Text shown:
****************************************

John Astin appears as Judge, a gunslinger from the Old West who, even for a ghost, is old and badly decayed, with his lower jawbone just barely hanging on and sometimes falling off altogether, after which his ghostly hound-dog runs off with it. Frank calls Judge his go-to guy and tries to get him to whip Cyrus and Stuart into shape, but he breaks it to Frank that he's very far-gone, as he's falling apart and his ectoplasm is all dried up. He also acts as something of a mentor to Frank, telling him, "Death ain't no way to make a living," and calls him out on how he's got too much weighing on him ("Too many skeletons in the closet," as he puts it) to keep him from getting on with life. Much to his aggravation, Frank doesn't heed his advice or even listen to him, but Judge still proves invaluable, as he's really good with his pair of six-shooters, helping Frank battle the Grim Reaper, whom he calls the mythical "Soul Collector," and also stops him from killing Magda Rees-Jones at the museum when Frank is held at gunpoint. But then, he gets distracted by one of the mummies at the museum and actually does the nasty with her, saying, "They don't call me the Hangin' Judge for nothin'." After he's done, he gets all excited and fires his guns off excitedly, saying he's got his juices back, but falls victim to the Reaper. He was supposed to have more scenes afterward but they were removed in the editing process, so he then disappears from the movie completely, not even appearing in heaven with the others.

Out of all the ghosts, Judge has the most elaborate makeup design, with his withered, wrinkly, skull-like face, sunken in eyes, balding head with long, stringy hair around the edges, cracked and peeling flesh around his bottom jaw, and the loose, out of joint jawbone. The makeup design was courtesy of Rick Baker, who came up with it during his off-time while working on The Nutty Professor, but because of his commitments to that film, he couldn't actually be there to apply it to John Astin. Once the design was finished, he sent everything to New Zealand, where the application was done by another makeup artist, Brian Penikas.

Another recognizable actor is R. Lee Ermey, who plays Hiles, a ghostly master sergeant who's in charge of all the spirits in the local cemetery, keeping them in their graves. He's basically the ghost of Gunnery Sergeant Hartman, only without the profanity. Never talking without shouting, he does not like Frank at all, as he hates his method of using ghosts to drum up business for himself, and when he brings Ray to the cemetery for his own funeral, Hiles gets in Frank's face, knocks him down, and tells him to stay out of his cemetery. He also says he'll be the one to protect the cemetery from any lowlifes with a major armed response. He pops back up when Frank has his out of body experience and proves to be a hindrance when he tries to save Lucy from Dammers, yanking Frank out of the police car while he's driving with Lucy in the back. When faces off with the Reaper, Hiles attempts to shoot him down but gets sliced up the middle for his trouble.

****************************************

(Items drawn from a data source)

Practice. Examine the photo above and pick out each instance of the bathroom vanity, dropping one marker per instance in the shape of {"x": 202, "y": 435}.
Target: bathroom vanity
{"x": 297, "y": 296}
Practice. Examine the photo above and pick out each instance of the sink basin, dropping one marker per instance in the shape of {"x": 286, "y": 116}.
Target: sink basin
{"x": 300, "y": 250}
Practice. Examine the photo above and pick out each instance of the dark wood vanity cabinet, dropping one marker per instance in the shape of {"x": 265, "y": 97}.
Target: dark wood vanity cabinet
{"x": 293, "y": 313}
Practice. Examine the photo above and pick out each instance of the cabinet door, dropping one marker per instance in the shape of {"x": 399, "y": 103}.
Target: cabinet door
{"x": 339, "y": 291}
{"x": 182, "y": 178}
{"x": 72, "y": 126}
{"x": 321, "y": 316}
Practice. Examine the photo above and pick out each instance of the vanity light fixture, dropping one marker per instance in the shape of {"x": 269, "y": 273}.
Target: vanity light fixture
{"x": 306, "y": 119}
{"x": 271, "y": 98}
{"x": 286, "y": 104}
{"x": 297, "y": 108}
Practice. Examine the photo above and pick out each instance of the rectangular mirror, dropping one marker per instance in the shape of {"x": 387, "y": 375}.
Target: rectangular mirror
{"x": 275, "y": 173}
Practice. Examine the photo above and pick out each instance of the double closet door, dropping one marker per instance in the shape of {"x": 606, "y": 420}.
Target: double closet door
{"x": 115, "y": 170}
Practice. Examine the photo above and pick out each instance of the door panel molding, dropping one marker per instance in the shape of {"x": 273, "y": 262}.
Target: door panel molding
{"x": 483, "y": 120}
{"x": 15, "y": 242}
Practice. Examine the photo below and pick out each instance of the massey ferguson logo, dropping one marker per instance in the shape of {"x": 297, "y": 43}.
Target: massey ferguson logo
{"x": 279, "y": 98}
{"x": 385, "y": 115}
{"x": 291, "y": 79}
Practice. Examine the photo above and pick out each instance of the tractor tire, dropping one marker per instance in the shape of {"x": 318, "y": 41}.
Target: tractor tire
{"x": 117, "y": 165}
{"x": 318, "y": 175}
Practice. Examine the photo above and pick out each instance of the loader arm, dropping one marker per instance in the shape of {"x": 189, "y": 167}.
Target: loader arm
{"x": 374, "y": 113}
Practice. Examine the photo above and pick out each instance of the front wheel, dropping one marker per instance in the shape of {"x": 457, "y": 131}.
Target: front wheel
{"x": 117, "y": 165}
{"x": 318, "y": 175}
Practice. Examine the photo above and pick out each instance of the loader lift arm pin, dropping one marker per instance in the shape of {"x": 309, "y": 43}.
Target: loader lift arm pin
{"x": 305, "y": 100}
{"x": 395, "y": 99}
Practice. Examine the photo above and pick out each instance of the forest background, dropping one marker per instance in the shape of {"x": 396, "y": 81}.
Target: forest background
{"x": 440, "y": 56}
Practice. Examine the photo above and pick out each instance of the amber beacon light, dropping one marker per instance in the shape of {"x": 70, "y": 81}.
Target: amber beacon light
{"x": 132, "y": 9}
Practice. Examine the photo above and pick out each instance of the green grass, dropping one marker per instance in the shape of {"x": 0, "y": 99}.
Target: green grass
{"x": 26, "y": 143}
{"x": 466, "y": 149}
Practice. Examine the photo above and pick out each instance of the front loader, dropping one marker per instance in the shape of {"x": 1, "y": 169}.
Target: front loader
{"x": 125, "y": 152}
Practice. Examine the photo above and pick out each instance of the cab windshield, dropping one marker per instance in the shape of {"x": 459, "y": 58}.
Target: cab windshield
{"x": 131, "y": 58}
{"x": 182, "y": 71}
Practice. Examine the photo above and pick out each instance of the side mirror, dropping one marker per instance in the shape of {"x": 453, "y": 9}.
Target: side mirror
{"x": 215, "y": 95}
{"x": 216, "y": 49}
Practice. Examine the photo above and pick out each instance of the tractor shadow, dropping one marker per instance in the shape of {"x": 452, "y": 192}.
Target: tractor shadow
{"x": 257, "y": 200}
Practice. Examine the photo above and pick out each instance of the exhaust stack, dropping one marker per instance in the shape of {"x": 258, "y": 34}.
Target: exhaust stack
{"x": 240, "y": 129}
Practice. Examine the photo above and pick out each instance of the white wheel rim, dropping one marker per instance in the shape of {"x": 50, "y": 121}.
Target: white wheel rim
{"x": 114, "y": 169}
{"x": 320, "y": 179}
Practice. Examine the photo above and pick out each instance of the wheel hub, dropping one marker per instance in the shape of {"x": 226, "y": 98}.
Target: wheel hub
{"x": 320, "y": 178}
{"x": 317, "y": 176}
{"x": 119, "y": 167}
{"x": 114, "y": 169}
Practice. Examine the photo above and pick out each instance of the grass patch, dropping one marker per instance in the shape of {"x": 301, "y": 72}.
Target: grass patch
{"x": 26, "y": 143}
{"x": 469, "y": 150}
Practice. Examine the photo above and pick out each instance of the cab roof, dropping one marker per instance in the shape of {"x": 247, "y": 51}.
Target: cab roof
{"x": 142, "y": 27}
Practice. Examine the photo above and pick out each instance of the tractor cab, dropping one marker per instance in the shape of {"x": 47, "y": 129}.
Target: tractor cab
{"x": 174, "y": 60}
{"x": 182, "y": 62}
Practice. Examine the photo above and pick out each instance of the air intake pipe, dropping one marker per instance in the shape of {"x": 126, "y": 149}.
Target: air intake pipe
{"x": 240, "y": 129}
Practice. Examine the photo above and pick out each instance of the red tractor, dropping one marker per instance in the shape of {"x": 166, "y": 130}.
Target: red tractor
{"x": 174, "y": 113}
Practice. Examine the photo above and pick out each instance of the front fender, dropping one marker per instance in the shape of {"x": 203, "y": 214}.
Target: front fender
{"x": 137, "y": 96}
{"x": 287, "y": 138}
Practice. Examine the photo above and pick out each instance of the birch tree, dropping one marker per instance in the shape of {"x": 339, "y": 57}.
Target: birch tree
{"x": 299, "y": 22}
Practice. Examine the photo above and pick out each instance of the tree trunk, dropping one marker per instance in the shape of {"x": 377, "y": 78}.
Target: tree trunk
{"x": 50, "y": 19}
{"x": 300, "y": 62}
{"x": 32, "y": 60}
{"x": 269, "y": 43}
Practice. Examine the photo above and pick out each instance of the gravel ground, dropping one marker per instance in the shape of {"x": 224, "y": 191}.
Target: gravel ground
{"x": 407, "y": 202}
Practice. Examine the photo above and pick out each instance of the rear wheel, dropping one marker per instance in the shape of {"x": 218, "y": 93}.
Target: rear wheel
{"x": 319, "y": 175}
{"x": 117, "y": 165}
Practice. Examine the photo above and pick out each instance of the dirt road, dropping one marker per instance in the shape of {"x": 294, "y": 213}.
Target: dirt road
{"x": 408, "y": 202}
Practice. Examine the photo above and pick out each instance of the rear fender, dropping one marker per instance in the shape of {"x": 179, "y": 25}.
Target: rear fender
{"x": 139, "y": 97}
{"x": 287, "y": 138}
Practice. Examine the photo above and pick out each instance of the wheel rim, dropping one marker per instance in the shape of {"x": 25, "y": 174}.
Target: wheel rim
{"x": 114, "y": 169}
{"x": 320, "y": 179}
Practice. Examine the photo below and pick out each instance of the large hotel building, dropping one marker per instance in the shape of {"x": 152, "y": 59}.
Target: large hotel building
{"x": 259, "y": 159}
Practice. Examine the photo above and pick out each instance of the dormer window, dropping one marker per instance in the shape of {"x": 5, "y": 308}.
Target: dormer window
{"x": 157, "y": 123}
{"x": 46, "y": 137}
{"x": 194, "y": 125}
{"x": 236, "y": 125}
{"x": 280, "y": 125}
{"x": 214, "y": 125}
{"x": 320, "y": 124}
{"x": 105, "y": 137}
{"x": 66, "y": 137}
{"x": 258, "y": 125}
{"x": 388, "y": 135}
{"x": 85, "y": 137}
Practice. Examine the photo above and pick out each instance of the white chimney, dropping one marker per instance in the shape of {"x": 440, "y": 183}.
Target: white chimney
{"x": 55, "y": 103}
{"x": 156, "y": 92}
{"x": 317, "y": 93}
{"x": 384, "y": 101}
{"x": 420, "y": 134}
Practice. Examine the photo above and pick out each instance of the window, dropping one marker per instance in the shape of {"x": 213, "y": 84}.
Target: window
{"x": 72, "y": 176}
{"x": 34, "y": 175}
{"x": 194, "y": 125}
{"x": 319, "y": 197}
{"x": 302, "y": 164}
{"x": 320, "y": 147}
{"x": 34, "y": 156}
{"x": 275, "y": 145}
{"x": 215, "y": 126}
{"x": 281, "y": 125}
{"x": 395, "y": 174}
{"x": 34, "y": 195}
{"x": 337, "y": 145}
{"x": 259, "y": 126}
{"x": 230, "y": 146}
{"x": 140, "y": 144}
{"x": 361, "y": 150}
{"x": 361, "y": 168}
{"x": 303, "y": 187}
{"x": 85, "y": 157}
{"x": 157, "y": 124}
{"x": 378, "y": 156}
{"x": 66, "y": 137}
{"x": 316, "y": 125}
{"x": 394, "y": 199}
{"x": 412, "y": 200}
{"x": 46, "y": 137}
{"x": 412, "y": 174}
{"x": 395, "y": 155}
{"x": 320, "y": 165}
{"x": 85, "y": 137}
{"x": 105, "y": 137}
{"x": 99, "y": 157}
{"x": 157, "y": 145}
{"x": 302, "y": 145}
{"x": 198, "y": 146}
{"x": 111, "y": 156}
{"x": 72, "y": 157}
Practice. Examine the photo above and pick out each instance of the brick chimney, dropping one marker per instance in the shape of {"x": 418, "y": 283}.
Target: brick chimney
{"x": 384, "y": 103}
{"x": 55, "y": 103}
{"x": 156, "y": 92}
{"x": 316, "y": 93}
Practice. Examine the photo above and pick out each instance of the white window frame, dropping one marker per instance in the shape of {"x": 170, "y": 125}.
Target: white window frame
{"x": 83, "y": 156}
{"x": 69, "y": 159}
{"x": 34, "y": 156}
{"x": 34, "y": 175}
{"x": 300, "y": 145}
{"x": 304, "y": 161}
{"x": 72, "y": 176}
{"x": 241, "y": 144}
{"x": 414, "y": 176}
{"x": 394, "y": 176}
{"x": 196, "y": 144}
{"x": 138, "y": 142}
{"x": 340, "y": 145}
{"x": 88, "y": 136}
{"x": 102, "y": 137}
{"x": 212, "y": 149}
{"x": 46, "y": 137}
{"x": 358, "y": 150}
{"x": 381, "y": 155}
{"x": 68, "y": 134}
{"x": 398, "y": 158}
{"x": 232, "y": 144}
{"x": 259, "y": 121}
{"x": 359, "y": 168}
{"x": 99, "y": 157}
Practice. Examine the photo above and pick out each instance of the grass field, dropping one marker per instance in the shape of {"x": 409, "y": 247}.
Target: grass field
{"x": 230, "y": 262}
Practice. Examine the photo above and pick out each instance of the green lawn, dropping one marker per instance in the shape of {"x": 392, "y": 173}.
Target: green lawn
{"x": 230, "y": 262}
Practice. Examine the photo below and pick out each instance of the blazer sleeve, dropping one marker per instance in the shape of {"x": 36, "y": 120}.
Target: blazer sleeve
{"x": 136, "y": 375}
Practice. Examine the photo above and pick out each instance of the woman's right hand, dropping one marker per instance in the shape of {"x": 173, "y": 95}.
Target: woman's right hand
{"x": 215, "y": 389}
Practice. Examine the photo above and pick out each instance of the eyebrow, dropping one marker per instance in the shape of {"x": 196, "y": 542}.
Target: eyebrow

****************************************

Tasks to perform:
1. Return the stretch from "Out of all the" through "artist, Brian Penikas." in the character descriptions, word for word.
2. According to the character descriptions, which makeup artist applied Judge's makeup to John Astin in New Zealand?

Answers given:
1.
Out of all the ghosts, Judge has the most elaborate makeup design, with his withered, wrinkly, skull-like face, sunken in eyes, balding head with long, stringy hair around the edges, cracked and peeling flesh around his bottom jaw, and the loose, out of joint jawbone. The makeup design was courtesy of Rick Baker, who came up with it during his off-time while working on The Nutty Professor, but because of his commitments to that film, he couldn't actually be there to apply it to John Astin. Once the design was finished, he sent everything to New Zealand, where the application was done by another makeup artist, Brian Penikas.

2. Brian Penikas